**Seçilmiş bölüm**.
Ellisekizinci maddenin şerhinde diyor ki, hükûmetin emri ile birinin mülkü,
kıymeti ile satın alınıp, yola katılabilir. Fekat, değeri ödenmedikçe, elinden
zorla alınamaz. Hükûmet emr edince, zorla satın alınır. Fekat, parası verilmeden
alınamaz.
Komünistlik
yeni birşey değildir. (Burhân-ı kâtı’) lügat kitâbının sâhibi
“rahmetullahi teâlâ aleyh” Zerdüştün mîlâddan yedi asr evvel kurduğu ve
Sâsânîler devrinde (Mejdek) adındaki birinin neşr etdiği (Mecûsî)
ya’nî ateşe tapma dînini anlatırken diyor ki, Mejdek, acem şâhı Kubad zemânında
idi. Buna göre:
(Ateşe tapılacakdır. Herşey, herkesin malıdır. Zevceleri değişdirmek halâldir.
Herkesin malları ve yaşayışları eşitdir. Herkes birlikdedir. Şahsî tasarruf
yokdur. Bütün insanlar müsâvî ve herşeyde ortakdırlar. Biri, birinin zevcelerini
isterse ona vermesi lâzımdır. Zenginler, malları fakîrlere vermeli, onların
ihtiyâclarını gidermelidir) derdi. Bu din, tenbellerin, serserilerin ve
hele kadına düşkün olan aşağı kimselerin işine geldiğinden çabuk yayıldı. Kubad
şâh da, böyle zevkine düşkün biri idi. Bu da komünizmi kabûl etdi. Oğlu Nûşirvân,
hükûmeti ele alınca, Mejdek alçağını, seksenbin adamı ile birlikde kılınçdan
geçirerek komünizm belâsını ortadan kaldırdı. Nûşirvân şâhın adâleti hadîs-i
şerîfde övülmekdedir. 1917 de Rusyada komünist ihtilâlini hâzırlıyarak binlerle
vatandaşın birbirini öldürmesine ve koca bir milletin küçük bir azılı azınlık
elinde köle olmasına sebeb olanların, Nûşirvân şâhın yok etdiği ahmakların
yolunda oldukları anlaşılmakdadır.
İslâm
devletinin vazîfesi, milletin mallarını, canlarını ve ırzlarını korumakdır.
Mazlûmların haklarını zâlimlerden almakdır. Milletin mâlına, cânına, nâmûsuna [ya’nî
karısına] dokunmağa, devletin hiçbir zemân hakkı yokdur.

**Yapılacak görevler**.
1. Lütfen seçilmiş bölümde adı geçen bütün kişileri, metindeki sırasıyla yazın.
2. Seçilmiş bölümün "Ellisekizinci maddenin şerhinde" sözlerinden "Zevceleri değişdirmek halâldir." sözlerine kadar olan kısmını aynen yineleyin.
3. Komünistlik ve devletin vazifesi üzerine olan seçilmiş bölümü, son cümlesinden sonra kaldığı yerden sürdürün.

**Veri satırları**.
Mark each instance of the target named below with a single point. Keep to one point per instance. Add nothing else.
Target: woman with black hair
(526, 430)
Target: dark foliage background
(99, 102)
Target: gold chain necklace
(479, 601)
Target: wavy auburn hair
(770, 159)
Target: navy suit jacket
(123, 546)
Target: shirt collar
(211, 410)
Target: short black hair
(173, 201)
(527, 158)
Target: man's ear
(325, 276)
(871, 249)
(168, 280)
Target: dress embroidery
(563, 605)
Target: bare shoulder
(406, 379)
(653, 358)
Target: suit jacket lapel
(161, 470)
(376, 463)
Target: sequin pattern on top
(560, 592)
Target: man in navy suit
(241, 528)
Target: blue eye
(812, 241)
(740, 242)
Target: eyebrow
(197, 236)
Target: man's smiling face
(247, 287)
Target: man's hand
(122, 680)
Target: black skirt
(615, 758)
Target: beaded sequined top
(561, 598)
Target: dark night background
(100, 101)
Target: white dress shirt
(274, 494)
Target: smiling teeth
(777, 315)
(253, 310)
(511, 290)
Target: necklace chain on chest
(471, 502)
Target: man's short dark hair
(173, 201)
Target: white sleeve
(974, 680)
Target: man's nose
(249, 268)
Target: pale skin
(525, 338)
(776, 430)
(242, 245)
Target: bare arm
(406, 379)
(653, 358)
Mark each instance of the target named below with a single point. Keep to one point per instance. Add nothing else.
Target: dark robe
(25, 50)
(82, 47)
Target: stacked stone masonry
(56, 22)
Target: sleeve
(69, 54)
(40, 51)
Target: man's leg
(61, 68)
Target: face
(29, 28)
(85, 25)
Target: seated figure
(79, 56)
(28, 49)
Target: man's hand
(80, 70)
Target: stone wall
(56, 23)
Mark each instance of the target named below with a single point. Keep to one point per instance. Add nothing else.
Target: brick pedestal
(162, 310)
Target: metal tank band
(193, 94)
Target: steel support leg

**Sıralı sonuçlar**.
1. Zerdüşt, Mejdek, Kubad, Nûşirvân

2.
Ellisekizinci maddenin şerhinde diyor ki, hükûmetin emri ile birinin mülkü,
kıymeti ile satın alınıp, yola katılabilir. Fekat, değeri ödenmedikçe, elinden
zorla alınamaz. Hükûmet emr edince, zorla satın alınır. Fekat, parası verilmeden
alınamaz.
Komünistlik
yeni birşey değildir. (Burhân-ı kâtı’) lügat kitâbının sâhibi
“rahmetullahi teâlâ aleyh” Zerdüştün mîlâddan yedi asr evvel kurduğu ve
Sâsânîler devrinde (Mejdek) adındaki birinin neşr etdiği (Mecûsî)
ya’nî ateşe tapma dînini anlatırken diyor ki, Mejdek, acem şâhı Kubad zemânında
idi. Buna göre:
(Ateşe tapılacakdır. Herşey, herkesin malıdır. Zevceleri değişdirmek halâldir.

3.
54 —
Yine (Cihân Sulhu) kitâbında: (Yağma, soygunculuk, gasb, hırsızlık,
rüşvet, hîle ve fâiz, ihtikâr ve bunlara vesîle olan yollardan şahsî mülkiyyet
meydâna gelmez. Devlet istediği zemân bunu temâmen veyâ kısmen hazîneye
alabilir. Târîhi örnekler, bu hakkın temâmen devlete verildiğini göstermekdedir)
diyor.
Bu sözü de
pek yanlışdır. Evet bu haksız kazançlar halâl olmaz. Devletin bunları geri
alması lâzımdır. Hem de, istediği zemân değil, hemen alması lâzımdır. Fekat
geriye aldığı, devletin olmaz. Bunları sâhiblerine ulaşdırması lâzımdır.
Devletin vazîfesi, âcizin hakkını zâlimden alıp, ona yardımcı olmakdır. Bunları
mazlûma ulaşdırmayıp, hazîneye alırsa, devlet de zâlim olur. (İbni Âbidîn)
beşinci cildde kadınlara Beyt-ül-mâldan aylık verilmesini anlatırken, (Harâmdan
elde edilen, meselâ gasb edilen mallar, sâhiblerine geri verilir. Böyle mallar,
Beyt-ül-mâlın olmaz. Bütün müslimânların ortak malı da olmaz) buyurmakdadır.
Milletden gayr-ı meşrû’ toplanan, meselâ gasb edilen mallar da devletin olmaz.
Sâhiblerine, sâhibleri ölmüş ise vârislerine geri verilir. Sâhibleri
bilinmiyorsa, fakîrlere dağıtılır. Bunu bilenlerin de almaları, kullanmaları
harâm olur.
Harâm malı,
sâhibini bildiği hâlde, geri vermeyip, bununla bir ibâdet yapan, meselâ câmi’
yapdıran, sadaka veren kimse, bundan sevâb beklerse, kâfir olur. Başkaları da,
bunun harâm mal olduğunu bilerek, sevâb kazandığını söylerse, kâfir olurlar.
Çünki, bu malı, eğer bozulmuş ise benzerini, benzeri yoksa değerini sâhibine
veyâ vârislerine geri vermesi, bunları bulamıyorsa, sevâbın onlara olmasını
niyyet ederek, fakîrlere dağıtması farzdır. Başka yerde kullanılması, harâmdır.
Başkalarının da, bu malı, harâm olduğunu bilerek, almaları ve kullanmaları harâm
olur.
Harâm
olarak gelen malı, harâmdan veyâ halâldan gelmiş olan başka mal ile karışdırıp,
bu karışımdan sadaka vererek sevâb beklerse, kâfir olmaz. Çünki, karışınca,
kendi habîs mülkü olur. Sâhibine borçlu olur. Mislini veyâ kıymetini ödemeden
önce, kendi kullanması harâm ise de, başkasının bundan alması ve kullanması
harâm olmaz.
55 —
Seyyid Kutb, (Cihân Sulhu) kitâbında: (Müslimânlar ihtilâlci olur.
Zulm, haksızlık yapan hükûmete karşı ihtilâl yapar) diyor.
Bu sözü de,
islâm âlimlerinin bildirdiklerine uymamakdadır. Müslimânlar ihtilâl yapmaz.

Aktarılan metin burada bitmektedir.